→ 読解文:
◆ ◆ ◆ ◆ ◆

ワイルド・アニマル(1997年製作の映画)
3.9
 男は車窓を眺めながら、針金を器用に曲げては、絞首刑のひもの輪っかを作り出し、発車の時刻を待っていた。死に囚われた男は、パリ行きの列車の中でうつろな表情を浮かべている。そこにコンパートメントに一人の若い女の子が彼と対面に座る。リチャード・リンクレイターの『ビフォア・サンライズ 恋人までの距離』のような幸福なロマンスの瞬間に見えるものの、列車がパリに着くと女は待ち構えていたフランス人と熱い抱擁を交わす。何かを期待していたホンサンは失意の中、コイン・ロッカー前でチョンへに声を掛けられる。彼の財布を盗もうと親しみ深い笑顔で声を掛けたその瞬間、それが2人の出会いだった。韓国から来た画家志望の詐欺師チョンへと北朝鮮軍の脱北者ホンサンは、遠くフランスの地で最底辺として暮らし始める。男たちにはそれぞれ心に秘めた人間がいるが、彼女たちは異国の男たちに縛られ、雁字搦めの中幽閉されている。

 レオス・カラックス『ポンヌフの恋人』をはっきりと意識しただろう物語は、パリで暮らす漂流者たちが哀れな夢想をする。まるでヌーヴェルヴァーグの映画のように、パリの街並みを颯爽と歩く2人には、せいぜいマフィアの汚れ仕事しか生きる術がない。屈強なホンサンとずる賢いチョンへとは最強のコンビのように見えるが、組織にとってはただの駒でしかないのだ。いかがわしい覗き部屋で乳首を見せる運び屋も、公共の場での白塗り全裸で不法滞在の糊口をしのぐハンガリー人も、パリの華やかな美しさの陰で幽閉された陰の存在でしかない。針の筵のような袋小路に置かれた4人の運命は、残念ながら破滅しかない。腹を貫く魚のイメージは、真っ先に北野武『ソナチネ』のモリに射抜かれた魚を思い出した。かりそめのブッチ・キャシディとサンダンス・キッドは、ギドクの初期の重要なモチーフとなる手錠に縛られながら、パリの街並みにひっそりと消え去る。底辺に暮らす男たちを待ち構える儚さが容赦ない。

◆ ◆ ◆ ◆ ◆

→ データ一覧:
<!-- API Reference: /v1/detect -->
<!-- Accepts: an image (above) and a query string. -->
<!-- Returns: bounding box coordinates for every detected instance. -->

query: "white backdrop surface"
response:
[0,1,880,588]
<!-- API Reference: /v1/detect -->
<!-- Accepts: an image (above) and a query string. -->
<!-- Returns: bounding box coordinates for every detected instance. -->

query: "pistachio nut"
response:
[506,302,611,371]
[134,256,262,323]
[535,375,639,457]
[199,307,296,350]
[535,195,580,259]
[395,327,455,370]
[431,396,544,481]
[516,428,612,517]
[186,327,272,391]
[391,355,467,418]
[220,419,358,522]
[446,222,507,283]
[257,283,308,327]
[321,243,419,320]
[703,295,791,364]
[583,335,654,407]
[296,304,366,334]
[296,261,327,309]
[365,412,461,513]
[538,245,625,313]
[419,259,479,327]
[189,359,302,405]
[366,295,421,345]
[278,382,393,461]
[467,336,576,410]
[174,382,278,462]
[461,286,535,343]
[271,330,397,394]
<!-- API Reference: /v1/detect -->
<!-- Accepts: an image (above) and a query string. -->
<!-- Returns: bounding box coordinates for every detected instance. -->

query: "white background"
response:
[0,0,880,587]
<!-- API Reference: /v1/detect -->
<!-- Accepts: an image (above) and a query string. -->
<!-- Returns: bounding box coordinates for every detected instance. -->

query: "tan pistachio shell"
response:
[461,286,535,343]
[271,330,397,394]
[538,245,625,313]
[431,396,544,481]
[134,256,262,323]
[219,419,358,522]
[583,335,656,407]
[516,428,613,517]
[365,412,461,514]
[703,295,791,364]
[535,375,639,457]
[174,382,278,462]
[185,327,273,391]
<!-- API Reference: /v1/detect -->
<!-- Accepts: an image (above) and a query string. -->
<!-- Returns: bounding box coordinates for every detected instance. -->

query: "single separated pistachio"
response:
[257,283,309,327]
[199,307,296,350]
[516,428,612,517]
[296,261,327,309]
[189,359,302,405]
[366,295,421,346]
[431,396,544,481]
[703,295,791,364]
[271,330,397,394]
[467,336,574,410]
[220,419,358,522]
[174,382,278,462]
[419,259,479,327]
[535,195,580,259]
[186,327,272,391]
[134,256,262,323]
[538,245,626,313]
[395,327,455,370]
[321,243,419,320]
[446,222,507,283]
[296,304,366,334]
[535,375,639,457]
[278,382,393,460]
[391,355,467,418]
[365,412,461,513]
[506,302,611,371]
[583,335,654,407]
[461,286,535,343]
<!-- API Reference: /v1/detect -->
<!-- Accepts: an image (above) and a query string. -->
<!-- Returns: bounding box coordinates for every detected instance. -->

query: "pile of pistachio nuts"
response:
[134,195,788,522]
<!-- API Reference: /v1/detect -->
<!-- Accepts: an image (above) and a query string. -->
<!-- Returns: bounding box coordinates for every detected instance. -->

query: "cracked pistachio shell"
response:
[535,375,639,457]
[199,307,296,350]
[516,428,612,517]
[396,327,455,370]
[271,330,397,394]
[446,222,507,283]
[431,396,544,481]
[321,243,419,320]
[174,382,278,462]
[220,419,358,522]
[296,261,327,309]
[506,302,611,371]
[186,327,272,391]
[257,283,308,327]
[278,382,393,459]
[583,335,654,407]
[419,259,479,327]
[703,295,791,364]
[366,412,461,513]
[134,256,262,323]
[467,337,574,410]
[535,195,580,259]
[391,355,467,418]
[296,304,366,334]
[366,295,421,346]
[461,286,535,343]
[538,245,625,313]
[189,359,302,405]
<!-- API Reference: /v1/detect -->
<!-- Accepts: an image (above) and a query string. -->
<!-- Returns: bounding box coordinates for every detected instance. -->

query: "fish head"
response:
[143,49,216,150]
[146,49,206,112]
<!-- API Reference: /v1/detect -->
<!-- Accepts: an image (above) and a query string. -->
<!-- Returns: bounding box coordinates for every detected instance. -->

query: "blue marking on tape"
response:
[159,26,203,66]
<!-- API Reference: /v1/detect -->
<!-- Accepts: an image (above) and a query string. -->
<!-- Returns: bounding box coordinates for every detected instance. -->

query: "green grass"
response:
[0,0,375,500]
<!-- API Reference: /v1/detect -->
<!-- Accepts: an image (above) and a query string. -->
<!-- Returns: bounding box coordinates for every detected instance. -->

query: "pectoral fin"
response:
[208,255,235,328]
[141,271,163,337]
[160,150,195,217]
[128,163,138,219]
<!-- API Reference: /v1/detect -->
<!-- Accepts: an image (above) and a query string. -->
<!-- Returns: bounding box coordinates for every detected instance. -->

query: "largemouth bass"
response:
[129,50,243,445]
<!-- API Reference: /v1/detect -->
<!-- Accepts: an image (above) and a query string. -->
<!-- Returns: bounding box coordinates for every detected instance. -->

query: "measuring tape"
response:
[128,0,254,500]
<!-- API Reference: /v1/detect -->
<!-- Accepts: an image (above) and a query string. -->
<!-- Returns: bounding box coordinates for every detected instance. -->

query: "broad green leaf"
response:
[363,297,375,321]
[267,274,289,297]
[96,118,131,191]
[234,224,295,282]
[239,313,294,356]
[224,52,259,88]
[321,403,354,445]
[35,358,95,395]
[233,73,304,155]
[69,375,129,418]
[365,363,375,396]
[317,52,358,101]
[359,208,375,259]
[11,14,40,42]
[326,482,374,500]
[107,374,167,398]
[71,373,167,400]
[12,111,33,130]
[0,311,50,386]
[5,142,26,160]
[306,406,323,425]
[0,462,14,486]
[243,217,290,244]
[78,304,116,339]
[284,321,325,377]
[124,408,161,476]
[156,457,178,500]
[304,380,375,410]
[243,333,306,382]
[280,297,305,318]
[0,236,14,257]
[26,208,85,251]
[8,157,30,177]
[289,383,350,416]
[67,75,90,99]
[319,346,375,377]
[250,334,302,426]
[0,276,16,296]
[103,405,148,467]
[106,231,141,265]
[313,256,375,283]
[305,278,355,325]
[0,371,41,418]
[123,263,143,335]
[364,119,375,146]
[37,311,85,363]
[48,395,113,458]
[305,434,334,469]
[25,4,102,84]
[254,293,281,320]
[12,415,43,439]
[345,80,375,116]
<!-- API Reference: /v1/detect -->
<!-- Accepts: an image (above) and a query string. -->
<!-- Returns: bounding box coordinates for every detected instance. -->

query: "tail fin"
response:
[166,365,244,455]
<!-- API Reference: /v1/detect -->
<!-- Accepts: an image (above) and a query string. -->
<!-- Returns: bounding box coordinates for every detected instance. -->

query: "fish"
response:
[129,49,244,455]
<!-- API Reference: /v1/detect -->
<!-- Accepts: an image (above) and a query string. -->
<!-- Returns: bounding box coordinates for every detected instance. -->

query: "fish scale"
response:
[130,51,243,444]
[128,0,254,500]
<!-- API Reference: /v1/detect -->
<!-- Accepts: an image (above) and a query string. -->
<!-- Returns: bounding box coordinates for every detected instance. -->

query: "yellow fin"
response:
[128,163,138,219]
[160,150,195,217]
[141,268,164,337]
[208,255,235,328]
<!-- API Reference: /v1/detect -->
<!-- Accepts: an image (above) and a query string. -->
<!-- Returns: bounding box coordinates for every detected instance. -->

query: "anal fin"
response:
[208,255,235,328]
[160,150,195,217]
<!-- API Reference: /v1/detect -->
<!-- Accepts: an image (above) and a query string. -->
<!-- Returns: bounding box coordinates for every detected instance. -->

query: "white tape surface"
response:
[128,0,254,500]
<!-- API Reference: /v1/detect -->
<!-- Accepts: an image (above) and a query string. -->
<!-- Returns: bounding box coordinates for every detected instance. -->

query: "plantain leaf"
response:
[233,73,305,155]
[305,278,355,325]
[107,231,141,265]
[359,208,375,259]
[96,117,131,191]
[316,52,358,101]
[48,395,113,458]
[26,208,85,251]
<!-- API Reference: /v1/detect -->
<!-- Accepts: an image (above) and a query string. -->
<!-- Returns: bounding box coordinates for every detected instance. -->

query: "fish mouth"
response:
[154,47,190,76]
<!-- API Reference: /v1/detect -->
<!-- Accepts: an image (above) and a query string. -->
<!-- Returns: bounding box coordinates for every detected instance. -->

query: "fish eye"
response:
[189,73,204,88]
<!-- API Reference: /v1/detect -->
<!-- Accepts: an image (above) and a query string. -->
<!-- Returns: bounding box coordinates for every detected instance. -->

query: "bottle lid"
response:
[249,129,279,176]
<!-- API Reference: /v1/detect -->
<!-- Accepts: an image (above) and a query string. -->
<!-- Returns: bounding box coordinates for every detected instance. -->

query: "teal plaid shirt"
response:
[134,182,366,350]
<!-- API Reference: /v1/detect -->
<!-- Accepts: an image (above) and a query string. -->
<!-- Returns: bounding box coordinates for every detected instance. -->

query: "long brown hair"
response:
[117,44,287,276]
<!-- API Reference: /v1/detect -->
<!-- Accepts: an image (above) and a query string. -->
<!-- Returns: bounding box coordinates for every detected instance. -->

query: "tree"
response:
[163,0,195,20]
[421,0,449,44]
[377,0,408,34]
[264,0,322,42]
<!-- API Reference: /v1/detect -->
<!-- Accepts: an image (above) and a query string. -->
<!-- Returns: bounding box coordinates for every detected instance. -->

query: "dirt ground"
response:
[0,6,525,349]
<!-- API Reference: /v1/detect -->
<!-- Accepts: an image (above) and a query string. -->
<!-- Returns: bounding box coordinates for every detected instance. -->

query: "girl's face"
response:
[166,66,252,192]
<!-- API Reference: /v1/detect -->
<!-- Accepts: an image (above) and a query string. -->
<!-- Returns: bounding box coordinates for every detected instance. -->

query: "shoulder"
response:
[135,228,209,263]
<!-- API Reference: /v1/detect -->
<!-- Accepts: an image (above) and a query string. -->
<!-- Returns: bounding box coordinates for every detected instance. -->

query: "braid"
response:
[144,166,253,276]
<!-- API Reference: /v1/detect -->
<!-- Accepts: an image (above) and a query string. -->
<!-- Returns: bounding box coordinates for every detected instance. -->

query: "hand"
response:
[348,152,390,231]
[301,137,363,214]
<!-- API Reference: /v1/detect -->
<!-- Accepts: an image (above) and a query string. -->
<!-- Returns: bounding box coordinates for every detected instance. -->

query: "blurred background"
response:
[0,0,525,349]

◆ ◆ ◆ ◆ ◆

→ 課題の詳細:
映画『ワイルド・アニマル』の評について、次の問いに答えなさい。
(a) 男が乗っていた列車はどこ行きか。
(b) チョンへはどこから来た、何を志望する人物か。
(c) 腹を貫く魚のイメージから真っ先に思い出されたのは、だれのどの作品か。
この一覧は別の出典から採ったものです。

→ 解答:
(a) パリ行き
(b) 韓国から来た画家志望の人物(詐欺師)
(c) 北野武の『ソナチネ』